[Entrées d'un jeu de données]
◆ ◆ ◆ ◆ ◆ ◆ ◆
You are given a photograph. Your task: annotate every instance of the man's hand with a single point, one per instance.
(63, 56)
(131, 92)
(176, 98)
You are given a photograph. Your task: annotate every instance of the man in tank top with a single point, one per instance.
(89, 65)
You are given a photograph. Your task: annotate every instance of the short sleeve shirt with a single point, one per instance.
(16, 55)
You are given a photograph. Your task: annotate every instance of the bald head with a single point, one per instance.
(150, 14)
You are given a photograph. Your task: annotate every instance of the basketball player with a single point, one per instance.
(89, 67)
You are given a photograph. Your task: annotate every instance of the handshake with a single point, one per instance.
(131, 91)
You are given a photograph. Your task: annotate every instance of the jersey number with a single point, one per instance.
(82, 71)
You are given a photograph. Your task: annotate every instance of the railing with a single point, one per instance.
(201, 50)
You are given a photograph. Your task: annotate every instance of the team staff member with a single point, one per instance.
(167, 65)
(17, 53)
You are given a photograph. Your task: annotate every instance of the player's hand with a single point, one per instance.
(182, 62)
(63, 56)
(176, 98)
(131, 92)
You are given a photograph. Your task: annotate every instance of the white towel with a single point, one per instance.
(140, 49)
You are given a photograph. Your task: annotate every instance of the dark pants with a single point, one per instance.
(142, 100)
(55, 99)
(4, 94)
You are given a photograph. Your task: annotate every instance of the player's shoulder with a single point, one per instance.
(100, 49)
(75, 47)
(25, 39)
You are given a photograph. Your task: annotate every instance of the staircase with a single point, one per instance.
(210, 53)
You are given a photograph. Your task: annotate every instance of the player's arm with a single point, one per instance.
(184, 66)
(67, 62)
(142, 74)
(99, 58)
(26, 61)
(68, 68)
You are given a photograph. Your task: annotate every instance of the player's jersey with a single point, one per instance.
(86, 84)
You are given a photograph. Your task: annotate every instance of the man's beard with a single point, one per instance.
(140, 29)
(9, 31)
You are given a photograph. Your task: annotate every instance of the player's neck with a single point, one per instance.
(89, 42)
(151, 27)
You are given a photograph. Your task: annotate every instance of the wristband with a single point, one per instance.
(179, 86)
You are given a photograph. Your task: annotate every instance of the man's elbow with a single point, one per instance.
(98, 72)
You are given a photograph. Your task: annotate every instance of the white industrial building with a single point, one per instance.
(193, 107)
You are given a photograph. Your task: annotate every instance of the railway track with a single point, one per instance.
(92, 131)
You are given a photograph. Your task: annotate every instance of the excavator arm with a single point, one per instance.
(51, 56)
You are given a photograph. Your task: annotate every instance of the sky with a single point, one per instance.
◆ ◆ ◆ ◆ ◆ ◆ ◆
- **VOTRE OBJECTIF**: Recopiez à l'identique les lignes du matériau comprises entre celle qui contient « of the excavator » et la fin du matériau, bornes incluses.

- **EXERCICE TERMINÉ**:
You are given a photograph. Your task: annotate every instance of the excavator arm with a single point, one per instance.
(51, 56)
You are given a photograph. Your task: annotate every instance of the sky with a single point, one per instance.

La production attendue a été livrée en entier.